*** 引用文 ***

雑貨屋の店先の赤電話で電話帳をめくっていた少女(関根恵子)に、少年(大門正明)が背後から声をかける。

「誰にかけるんだい?俺が探してやるよ」

少女は貧しい女工からキャバレーのホステスに鞍替えして見違えるほど羽振りが良くなった、もと同僚の勤める店の名を告げる。

「ホステスならまだ出勤してないよ。夜になったら案内してやるから、それまで俺と付き合わないか。この銭、表が出たらその辺でお茶でも飲もうや。な、いいだろ?」

少年は十円玉をフリップする。こうして、「くちづけ」(1957)から14年を経て、恋の始まりは再び偶然の手に委ねられる。それが「遊び」(増村保造監督・1971年大映)の幕開けである。

 

*

 

「あんた、いくつ?」
「いくつに見える?」
「にじゅう・・・いち」
「バカ言え、そんな ジジイじゃねえよ」
「じゃあ、十八?」
「いい線いってるぜ」
「あたしより、二つ上ね」
「お前、パーツ工場に勤めてるんだろ。今日は早引けしたのか?」
「どうしてわかるの?みっともない恰好してるから?」
「勘だよ。この辺の女の子はみんな工場務めてるもんな」

少女の家庭は荒んでいた。モグリのトラック運転手だった父親(内田朝雄)が事故を起こして仕事を失い、酒浸りの父に代わって賠償金を母親(杉山とく子)の内職だけで工面していた。おまけに姉(小峯美栄子)はカリエスで寝たきり、その薬代もばかにならない。父はまもなくポックリ死んだ。少女は中学を出ると、住み込みのパーツ工場に働き口を求めた。やがて母は工場にまで金をせびりに来るようになった。お金がないというと、給料を前借りしろと、図々しいことまで言うようになった。

 

「あんた、学生さん?」
「兄貴の店を手伝ってるんだよ。くだらねえ仕事さ」

少年は下っ端のチンピラだった。「兄貴」=兄貴分のヤクザ(蟹江敬三)の下でスケコマシの手伝いをしていた。少年は見ていた。兄貴たちが連れ込み宿で女子大生を輪姦するのを。ゆすりの道具にするため裸の写真を撮るのを。女を売り飛ばす先を相談するのを。兄貴に「お前もやれ」と言われた。だが怯えて勃たなかった。「根性のねえ野郎だ」、兄貴にそう蔑まれた。

 

「キャバレーが開くまで時間がある。映画でも見に行かないか。俺やくざ映画が好きなんだ」

少年は少女を映画館に連れ出し、ポップコーンとコーラの瓶を差し出す。少年は少女の内股に手を伸ばすが、少女は目を閉じ、抵抗しようとしない。少女は思い返していた。工場の休みの日、寮の女工たちが着飾って遊びに行くのを。給料の大半を家族に仕送りしていた自分には羽根を伸ばすお金もなかったことを。少女は今こうして男の人と映画館に居ることが夢で、目を開けたら少年がいなくなってしまうのではないかと思っていた。少年は、自分を恥じて少女と映画館を後にする。

 

「兄弟、お兄さんだけ?」
「そうさ」
「お父さんは?」
「とっくに死んじまったよ」
「お母さんは元気?」
「ああ、元気すぎて困ってるんだ」

*** 提供された記録 ***

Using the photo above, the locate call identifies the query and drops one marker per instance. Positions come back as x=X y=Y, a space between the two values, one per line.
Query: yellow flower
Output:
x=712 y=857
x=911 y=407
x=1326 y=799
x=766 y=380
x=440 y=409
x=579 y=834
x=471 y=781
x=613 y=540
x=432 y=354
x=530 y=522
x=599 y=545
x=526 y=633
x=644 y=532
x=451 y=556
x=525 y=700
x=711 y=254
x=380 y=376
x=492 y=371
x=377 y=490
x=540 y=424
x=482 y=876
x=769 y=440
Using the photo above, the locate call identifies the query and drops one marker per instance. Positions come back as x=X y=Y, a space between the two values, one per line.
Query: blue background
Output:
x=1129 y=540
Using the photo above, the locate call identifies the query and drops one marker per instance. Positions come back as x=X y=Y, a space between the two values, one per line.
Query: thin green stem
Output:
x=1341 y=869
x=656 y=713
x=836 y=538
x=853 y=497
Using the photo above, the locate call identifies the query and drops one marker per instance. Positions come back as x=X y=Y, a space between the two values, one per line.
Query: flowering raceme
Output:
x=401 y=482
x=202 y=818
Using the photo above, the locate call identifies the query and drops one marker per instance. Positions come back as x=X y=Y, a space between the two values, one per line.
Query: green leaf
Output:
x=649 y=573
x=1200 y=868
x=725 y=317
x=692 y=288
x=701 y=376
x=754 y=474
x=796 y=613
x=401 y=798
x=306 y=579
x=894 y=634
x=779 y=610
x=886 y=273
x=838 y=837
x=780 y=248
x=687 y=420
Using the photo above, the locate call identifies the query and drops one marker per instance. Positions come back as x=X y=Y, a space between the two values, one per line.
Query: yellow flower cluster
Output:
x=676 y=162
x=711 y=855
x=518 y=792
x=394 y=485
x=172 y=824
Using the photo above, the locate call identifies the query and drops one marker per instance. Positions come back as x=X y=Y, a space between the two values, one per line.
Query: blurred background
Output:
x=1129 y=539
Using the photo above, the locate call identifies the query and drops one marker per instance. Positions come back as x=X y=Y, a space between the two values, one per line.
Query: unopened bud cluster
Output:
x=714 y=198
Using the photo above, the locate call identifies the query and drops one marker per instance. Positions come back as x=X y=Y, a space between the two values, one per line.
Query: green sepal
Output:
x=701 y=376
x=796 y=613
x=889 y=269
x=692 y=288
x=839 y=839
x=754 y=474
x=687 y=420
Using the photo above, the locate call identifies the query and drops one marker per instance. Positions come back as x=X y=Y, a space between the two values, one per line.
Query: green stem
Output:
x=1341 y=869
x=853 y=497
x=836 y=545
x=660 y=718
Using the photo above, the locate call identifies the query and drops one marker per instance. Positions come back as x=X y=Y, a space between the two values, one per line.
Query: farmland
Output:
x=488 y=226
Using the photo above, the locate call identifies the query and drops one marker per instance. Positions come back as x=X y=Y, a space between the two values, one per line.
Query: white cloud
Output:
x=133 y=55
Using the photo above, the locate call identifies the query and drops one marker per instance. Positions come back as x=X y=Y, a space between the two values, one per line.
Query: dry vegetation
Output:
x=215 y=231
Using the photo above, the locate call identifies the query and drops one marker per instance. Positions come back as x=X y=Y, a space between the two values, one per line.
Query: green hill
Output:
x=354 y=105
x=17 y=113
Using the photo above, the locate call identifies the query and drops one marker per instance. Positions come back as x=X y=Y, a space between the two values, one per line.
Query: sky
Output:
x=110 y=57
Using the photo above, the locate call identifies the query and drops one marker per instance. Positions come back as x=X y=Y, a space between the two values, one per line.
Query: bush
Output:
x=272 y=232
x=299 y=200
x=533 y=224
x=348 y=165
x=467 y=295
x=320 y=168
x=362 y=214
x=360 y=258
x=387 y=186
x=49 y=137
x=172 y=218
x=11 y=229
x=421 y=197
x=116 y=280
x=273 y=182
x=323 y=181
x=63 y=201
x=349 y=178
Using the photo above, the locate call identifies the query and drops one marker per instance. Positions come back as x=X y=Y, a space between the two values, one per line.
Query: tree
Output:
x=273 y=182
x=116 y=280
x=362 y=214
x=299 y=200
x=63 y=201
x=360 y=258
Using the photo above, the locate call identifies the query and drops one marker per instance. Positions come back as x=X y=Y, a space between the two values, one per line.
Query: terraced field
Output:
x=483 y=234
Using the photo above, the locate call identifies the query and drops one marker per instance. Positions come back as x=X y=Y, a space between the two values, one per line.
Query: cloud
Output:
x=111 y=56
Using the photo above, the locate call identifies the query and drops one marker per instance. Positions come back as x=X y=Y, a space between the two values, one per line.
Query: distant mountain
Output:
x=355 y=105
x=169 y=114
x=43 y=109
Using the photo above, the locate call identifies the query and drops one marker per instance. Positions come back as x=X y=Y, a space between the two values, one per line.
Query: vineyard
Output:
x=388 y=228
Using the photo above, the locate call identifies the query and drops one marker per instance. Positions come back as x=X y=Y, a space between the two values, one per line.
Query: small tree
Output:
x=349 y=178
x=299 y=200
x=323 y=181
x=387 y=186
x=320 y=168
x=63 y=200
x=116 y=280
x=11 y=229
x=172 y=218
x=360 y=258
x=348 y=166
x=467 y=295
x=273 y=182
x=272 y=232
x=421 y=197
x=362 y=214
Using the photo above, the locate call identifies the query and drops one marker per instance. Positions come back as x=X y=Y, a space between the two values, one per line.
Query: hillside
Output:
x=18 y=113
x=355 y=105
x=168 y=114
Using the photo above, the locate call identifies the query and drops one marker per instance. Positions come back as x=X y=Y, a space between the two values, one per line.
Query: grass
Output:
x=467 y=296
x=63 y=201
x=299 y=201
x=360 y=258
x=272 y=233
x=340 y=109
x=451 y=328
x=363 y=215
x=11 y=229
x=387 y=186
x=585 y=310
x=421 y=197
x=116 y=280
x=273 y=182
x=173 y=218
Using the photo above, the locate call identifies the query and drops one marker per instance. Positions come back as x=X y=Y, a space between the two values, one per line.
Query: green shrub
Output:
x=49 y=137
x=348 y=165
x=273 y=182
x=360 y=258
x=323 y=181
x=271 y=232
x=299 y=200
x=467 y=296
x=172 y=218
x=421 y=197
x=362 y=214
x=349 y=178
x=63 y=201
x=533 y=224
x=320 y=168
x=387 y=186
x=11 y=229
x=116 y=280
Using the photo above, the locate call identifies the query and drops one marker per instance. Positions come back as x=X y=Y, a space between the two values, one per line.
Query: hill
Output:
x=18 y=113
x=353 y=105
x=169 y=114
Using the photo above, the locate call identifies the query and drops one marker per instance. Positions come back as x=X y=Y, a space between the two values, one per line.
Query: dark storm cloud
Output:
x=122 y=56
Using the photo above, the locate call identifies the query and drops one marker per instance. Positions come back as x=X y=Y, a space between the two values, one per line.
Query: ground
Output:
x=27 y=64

***

* 問題 *
引用文について、次の問いに答えなさい。
1. 少年が背後から声をかけたとき、少女は雑貨屋の店先の何で電話帳をめくっていたか。
2. 少女は中学を出ると、どこに働き口を求めたか。
3. 少年は映画館で少女に何を差し出したか。

* 解答 *
1. 赤電話
2. 住み込みのパーツ工場
3. ポップコーンとコーラの瓶